Instructions to follow: Word for word, copy out every line of the records, omitting each picture.

══════════════════════════════

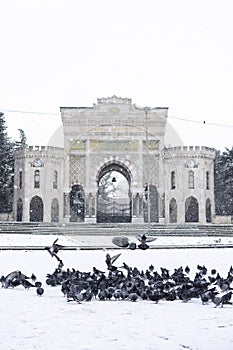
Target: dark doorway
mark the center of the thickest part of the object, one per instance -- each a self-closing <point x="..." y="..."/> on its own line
<point x="113" y="196"/>
<point x="172" y="211"/>
<point x="208" y="210"/>
<point x="19" y="216"/>
<point x="77" y="204"/>
<point x="191" y="210"/>
<point x="154" y="204"/>
<point x="54" y="210"/>
<point x="36" y="209"/>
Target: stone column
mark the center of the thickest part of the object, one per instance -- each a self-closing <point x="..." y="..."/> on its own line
<point x="66" y="206"/>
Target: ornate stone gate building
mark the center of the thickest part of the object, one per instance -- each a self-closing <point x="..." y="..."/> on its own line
<point x="80" y="183"/>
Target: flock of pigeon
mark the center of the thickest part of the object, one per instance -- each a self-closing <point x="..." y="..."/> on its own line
<point x="129" y="283"/>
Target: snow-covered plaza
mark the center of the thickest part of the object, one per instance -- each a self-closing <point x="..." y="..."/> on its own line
<point x="50" y="322"/>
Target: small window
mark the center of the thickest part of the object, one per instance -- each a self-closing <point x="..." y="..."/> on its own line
<point x="207" y="180"/>
<point x="191" y="180"/>
<point x="20" y="179"/>
<point x="173" y="180"/>
<point x="55" y="179"/>
<point x="37" y="179"/>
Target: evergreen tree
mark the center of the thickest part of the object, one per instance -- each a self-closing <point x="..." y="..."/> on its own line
<point x="224" y="183"/>
<point x="6" y="168"/>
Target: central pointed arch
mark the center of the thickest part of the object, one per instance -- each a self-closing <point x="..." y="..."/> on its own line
<point x="114" y="202"/>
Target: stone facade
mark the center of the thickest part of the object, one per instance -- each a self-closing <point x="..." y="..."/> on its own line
<point x="114" y="135"/>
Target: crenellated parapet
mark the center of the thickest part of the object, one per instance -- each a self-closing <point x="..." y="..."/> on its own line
<point x="39" y="152"/>
<point x="189" y="151"/>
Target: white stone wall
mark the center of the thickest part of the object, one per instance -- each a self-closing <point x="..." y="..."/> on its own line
<point x="115" y="131"/>
<point x="177" y="159"/>
<point x="51" y="159"/>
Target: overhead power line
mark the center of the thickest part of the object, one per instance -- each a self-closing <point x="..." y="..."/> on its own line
<point x="27" y="112"/>
<point x="170" y="117"/>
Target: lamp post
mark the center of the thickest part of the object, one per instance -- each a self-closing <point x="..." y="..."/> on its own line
<point x="146" y="109"/>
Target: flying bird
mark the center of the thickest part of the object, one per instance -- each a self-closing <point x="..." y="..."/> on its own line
<point x="54" y="249"/>
<point x="123" y="242"/>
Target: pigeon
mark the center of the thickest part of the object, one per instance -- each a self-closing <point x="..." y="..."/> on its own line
<point x="40" y="291"/>
<point x="144" y="240"/>
<point x="110" y="260"/>
<point x="54" y="249"/>
<point x="123" y="242"/>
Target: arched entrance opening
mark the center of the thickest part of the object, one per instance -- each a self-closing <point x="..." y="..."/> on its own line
<point x="173" y="211"/>
<point x="113" y="195"/>
<point x="77" y="204"/>
<point x="191" y="210"/>
<point x="36" y="209"/>
<point x="154" y="204"/>
<point x="19" y="214"/>
<point x="208" y="210"/>
<point x="54" y="210"/>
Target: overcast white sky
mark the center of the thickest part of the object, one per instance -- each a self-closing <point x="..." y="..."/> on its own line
<point x="160" y="53"/>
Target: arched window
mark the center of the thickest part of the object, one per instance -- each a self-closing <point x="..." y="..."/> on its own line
<point x="173" y="180"/>
<point x="191" y="210"/>
<point x="20" y="179"/>
<point x="36" y="209"/>
<point x="19" y="215"/>
<point x="191" y="179"/>
<point x="54" y="210"/>
<point x="37" y="179"/>
<point x="55" y="179"/>
<point x="173" y="210"/>
<point x="208" y="210"/>
<point x="207" y="180"/>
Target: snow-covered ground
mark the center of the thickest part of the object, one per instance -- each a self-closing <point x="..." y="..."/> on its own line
<point x="49" y="322"/>
<point x="23" y="240"/>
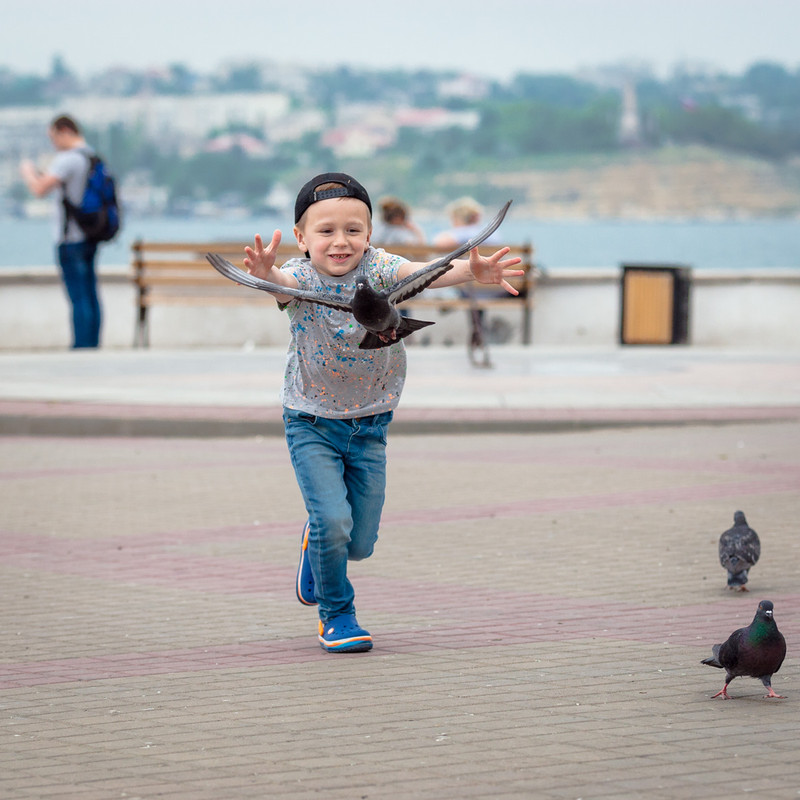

══════════════════════════════

Response:
Target: dark doorway
mark the center of the thickest part of the object, one per instance -- each a self-closing <point x="..." y="..."/> on its own line
<point x="113" y="196"/>
<point x="172" y="211"/>
<point x="208" y="210"/>
<point x="19" y="216"/>
<point x="77" y="204"/>
<point x="191" y="210"/>
<point x="154" y="204"/>
<point x="54" y="210"/>
<point x="36" y="209"/>
Target: stone column
mark the center of the thickest part of the object, one per instance -- each a self-closing <point x="..." y="..."/> on its own line
<point x="66" y="206"/>
Target: ornate stone gate building
mark the center of the thickest part of the object, one per instance -- each a self-closing <point x="..." y="..."/> on its own line
<point x="80" y="183"/>
Target: flock of pigeon
mark the center of the thickest part of the object, one per instance -- each a self-closing <point x="..." y="..."/> on its own line
<point x="129" y="283"/>
Target: snow-covered plaza
mark the center of the thickest part of the object, one per instance -- each a self-closing <point x="..." y="..."/> on its own line
<point x="50" y="322"/>
Target: small window
mark the center of the thickest part of the object, one per instance -- each a self-closing <point x="..." y="..."/> on its own line
<point x="207" y="180"/>
<point x="191" y="180"/>
<point x="20" y="179"/>
<point x="173" y="180"/>
<point x="55" y="179"/>
<point x="37" y="179"/>
Target: evergreen tree
mark the center of the thickest part of the object, one per instance -- each a self-closing <point x="..." y="..."/> on its own line
<point x="224" y="183"/>
<point x="6" y="168"/>
Target: central pointed arch
mark the center of the thickest part of the object, one per instance -- each a self-closing <point x="..." y="..."/> on its own line
<point x="114" y="202"/>
Target: stone facade
mark the center of the thickest part of the object, one per instance -- each a self-closing <point x="..." y="..."/> on its own line
<point x="114" y="135"/>
Target: crenellated parapet
mark the center of the thickest part of the object, one per instance -- each a self-closing <point x="..." y="..."/> on its own line
<point x="39" y="152"/>
<point x="189" y="151"/>
Target: white stone wall
mark the center of the thickest part of the object, one per instance -- each a self-closing <point x="..." y="..."/> on its own line
<point x="115" y="131"/>
<point x="177" y="159"/>
<point x="51" y="159"/>
Target: overhead power line
mark the center of the thickest part of the object, one per instance -- each a self-closing <point x="..." y="..."/> on its own line
<point x="27" y="112"/>
<point x="170" y="117"/>
Target: lamp post
mark the center of the thickest part of the object, one per instance -- each a self-closing <point x="..." y="..."/> on its own line
<point x="146" y="109"/>
Target: flying bird
mark the center of the thickest part of the object, one per instance -- each a self-closing <point x="..." y="..."/> on its own line
<point x="54" y="249"/>
<point x="123" y="242"/>
Target: pigeon
mark the center of the thickest part of the object, one per instance -- each a self-closing <point x="..." y="..."/> on its own line
<point x="40" y="291"/>
<point x="144" y="240"/>
<point x="110" y="260"/>
<point x="54" y="249"/>
<point x="123" y="242"/>
Target: arched entrance opening
mark the center of the thickest part of the object, one per instance -- each a self-closing <point x="..." y="..."/> on its own line
<point x="173" y="211"/>
<point x="113" y="195"/>
<point x="77" y="204"/>
<point x="191" y="210"/>
<point x="36" y="209"/>
<point x="154" y="204"/>
<point x="19" y="214"/>
<point x="208" y="210"/>
<point x="54" y="210"/>
Target: overcast white sky
mark the center of the thickest part of the object, one per instance -- each a self-closing <point x="..." y="..."/> on its own line
<point x="160" y="53"/>
Target: arched window
mark the center of the thickest part of the object, one per instance -- each a self-closing <point x="..." y="..."/> on its own line
<point x="173" y="180"/>
<point x="191" y="210"/>
<point x="20" y="179"/>
<point x="36" y="209"/>
<point x="19" y="215"/>
<point x="191" y="179"/>
<point x="54" y="210"/>
<point x="37" y="179"/>
<point x="55" y="179"/>
<point x="173" y="210"/>
<point x="208" y="210"/>
<point x="207" y="180"/>
Target: snow-covered ground
mark the center of the thickest part of the object, one per instance -- each a self-closing <point x="..." y="..."/> on its own line
<point x="49" y="322"/>
<point x="23" y="240"/>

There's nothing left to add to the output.